--- begin DOCUMENT SECTION ---

First, he lightened the already light 7.3-inch long, 28-ounce frame, and slide as much as possible, shortening the slide in the process. He removed the sights and added his own special ‘guttersnipe’ sight that ran most of the length of the slide.
To be able to tell how many rounds were left in the gun without ejecting the magazine, he replaced the elegant checkered walnut grips with simple clear plastic GE Lexan panels through which the user could look into a cut-away window in the magazine and see how much brass was left in the fuel tank. On the magazines themselves, a curved baseplate was added for an extended grip.

--- end DOCUMENT SECTION ---
--- begin GIVEN ENTRIES ---

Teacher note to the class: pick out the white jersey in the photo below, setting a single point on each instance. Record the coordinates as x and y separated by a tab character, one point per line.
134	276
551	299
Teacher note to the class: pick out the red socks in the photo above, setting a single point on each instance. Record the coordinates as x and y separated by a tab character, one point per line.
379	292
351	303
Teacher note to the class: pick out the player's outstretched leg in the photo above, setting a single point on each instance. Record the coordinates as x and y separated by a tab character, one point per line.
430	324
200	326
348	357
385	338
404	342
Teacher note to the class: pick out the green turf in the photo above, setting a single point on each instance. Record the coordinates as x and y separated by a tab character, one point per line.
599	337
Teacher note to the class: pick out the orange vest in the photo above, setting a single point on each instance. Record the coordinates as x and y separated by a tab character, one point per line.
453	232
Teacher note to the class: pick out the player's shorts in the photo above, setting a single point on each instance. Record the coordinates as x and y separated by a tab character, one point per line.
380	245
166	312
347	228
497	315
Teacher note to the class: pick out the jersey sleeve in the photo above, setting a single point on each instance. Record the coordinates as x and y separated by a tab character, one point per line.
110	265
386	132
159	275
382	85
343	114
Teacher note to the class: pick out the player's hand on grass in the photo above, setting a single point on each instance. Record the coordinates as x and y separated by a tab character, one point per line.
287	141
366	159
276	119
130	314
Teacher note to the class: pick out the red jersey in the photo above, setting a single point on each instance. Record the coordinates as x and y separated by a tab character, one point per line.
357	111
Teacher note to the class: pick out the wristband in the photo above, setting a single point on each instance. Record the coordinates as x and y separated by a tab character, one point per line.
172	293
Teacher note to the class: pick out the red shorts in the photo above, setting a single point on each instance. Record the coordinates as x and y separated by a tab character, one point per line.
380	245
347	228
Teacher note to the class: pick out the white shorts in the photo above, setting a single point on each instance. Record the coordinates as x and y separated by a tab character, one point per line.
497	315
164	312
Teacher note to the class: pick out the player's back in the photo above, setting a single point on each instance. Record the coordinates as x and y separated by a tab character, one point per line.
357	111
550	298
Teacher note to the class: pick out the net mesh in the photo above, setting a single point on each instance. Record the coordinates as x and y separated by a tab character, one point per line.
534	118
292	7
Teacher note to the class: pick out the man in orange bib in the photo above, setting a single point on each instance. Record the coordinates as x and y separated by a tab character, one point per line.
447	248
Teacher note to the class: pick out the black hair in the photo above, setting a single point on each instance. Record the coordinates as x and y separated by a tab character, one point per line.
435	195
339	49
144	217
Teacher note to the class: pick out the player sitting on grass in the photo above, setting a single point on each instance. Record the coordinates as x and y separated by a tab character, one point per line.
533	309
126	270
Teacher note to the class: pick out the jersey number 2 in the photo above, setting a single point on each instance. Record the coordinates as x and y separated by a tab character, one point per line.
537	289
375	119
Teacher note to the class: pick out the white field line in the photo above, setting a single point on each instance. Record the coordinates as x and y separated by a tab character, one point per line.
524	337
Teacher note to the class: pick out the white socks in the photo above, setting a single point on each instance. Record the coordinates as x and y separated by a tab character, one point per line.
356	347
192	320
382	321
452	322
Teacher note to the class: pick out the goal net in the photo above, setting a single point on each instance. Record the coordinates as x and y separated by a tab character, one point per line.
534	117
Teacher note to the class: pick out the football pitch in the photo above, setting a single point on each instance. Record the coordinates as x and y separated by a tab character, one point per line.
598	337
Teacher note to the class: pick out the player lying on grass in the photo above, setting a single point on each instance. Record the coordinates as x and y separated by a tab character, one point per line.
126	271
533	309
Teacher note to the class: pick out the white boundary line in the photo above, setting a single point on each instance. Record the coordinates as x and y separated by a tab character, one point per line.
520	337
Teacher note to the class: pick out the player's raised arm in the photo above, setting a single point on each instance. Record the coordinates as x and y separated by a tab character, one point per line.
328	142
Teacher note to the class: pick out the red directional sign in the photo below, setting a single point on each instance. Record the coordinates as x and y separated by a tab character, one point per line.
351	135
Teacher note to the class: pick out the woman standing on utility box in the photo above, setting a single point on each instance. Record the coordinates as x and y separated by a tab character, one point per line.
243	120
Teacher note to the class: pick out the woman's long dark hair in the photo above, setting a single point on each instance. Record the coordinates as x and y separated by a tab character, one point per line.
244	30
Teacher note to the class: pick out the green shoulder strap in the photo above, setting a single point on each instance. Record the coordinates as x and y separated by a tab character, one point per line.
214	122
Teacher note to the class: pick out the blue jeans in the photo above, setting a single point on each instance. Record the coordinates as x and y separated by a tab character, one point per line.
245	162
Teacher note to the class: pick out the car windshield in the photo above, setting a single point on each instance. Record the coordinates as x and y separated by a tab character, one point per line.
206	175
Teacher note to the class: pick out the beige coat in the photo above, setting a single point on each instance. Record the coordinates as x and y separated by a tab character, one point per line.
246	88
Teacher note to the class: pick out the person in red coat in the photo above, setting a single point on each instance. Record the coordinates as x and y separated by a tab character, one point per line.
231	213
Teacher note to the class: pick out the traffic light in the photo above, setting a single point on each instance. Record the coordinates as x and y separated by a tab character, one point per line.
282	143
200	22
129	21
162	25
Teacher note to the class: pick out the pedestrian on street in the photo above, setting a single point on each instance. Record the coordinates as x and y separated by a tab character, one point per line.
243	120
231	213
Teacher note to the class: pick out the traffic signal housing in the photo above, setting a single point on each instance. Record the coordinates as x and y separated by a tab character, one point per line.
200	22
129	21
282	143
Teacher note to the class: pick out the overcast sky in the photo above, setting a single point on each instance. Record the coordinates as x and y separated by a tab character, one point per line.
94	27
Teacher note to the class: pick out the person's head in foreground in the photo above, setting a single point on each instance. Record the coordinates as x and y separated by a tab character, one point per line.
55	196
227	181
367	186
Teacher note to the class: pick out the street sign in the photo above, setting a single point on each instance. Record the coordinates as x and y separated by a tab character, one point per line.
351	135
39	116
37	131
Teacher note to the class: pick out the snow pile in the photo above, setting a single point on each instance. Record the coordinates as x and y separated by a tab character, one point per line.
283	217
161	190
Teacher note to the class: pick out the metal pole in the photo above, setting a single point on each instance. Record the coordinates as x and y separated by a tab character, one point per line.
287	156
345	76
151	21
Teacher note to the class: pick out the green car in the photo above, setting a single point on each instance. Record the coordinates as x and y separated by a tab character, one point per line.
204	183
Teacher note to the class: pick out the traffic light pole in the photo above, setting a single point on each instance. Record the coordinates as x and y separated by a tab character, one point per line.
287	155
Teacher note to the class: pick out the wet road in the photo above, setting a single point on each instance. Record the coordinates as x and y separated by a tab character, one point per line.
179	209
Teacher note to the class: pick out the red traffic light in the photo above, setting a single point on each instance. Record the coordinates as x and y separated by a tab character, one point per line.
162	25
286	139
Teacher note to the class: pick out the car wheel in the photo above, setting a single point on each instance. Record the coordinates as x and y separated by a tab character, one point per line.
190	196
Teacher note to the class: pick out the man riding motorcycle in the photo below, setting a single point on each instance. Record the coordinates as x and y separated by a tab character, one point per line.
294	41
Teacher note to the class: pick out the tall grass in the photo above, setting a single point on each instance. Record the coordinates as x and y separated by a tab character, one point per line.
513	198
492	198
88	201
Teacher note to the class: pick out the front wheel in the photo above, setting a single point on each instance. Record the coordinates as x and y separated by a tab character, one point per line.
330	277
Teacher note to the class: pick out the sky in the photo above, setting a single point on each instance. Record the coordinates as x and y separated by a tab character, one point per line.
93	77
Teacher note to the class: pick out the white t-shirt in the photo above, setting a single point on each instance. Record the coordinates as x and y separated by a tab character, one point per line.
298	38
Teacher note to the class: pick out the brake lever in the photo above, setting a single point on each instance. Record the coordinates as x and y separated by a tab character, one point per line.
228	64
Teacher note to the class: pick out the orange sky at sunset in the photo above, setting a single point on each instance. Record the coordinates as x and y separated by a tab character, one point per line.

--- end GIVEN ENTRIES ---

EXERCISE TASKS:
1: In the passage on the pistol modifications, reproduce word for word the text between "First, he lightened" and "of the slide.", inclusive.
2: Answer these questions from the passage on the pistol modifications:
(a) What length and weight does the passage give for the frame?
(b) What replaced the checkered walnut grips?
(c) What was added to the magazines for an extended grip?
3: Write what comes next in the passage on the pistol modifications, picking up after its final sentence.

IN RESPONSE:
1:
First, he lightened the already light 7.3-inch long, 28-ounce frame, and slide as much as possible, shortening the slide in the process. He removed the sights and added his own special ‘guttersnipe’ sight that ran most of the length of the slide.

2:
(a) The frame was 7.3 inches long and weighed 28 ounces.
(b) Simple clear plastic GE Lexan panels replaced them.
(c) A curved baseplate was added.

3:
Beating today’s manufacturers by decades, he ‘melted’ all of the surfaces making every sharp edge blend smoothly so that the gun was virtually snag free. A bobbed hammer spur and reduced slide stops and safety levers complemented this. He added a forefinger hook to the trigger guard and cut away another part of the guard to aid in better grip alignment and faster trigger time. To keep the coating simple and rugged in the days before Duracoat and Cerakote, Theodore covered the gun inside and out with a Teflon-S, which also had self-lubricating properties. The final product was 6.7-inches long, weighed in at just 21-ounces, was a dream to conceal, could acquire a target rapidly out of the pocket, and had a 6-pound DA trigger pull to get those quick shots off.
A S&W M39 modified to become a ASP 2000.
More a ground-up re-manufacture than a simple conversion the “procedure” cost $299 in the 1970s (to a gun you had to already own).
ASP 9 advertisement.
Theodore converted an unknown number of M39’s over to his new firearm from 1968 onwards. He patented the design itself (#230400) in 1971. After 1982, he stopped building them himself and licensed it to Kevin Parsons of Armament Systems and Procedures of Appleton, Wisconsin, for a more extensive build.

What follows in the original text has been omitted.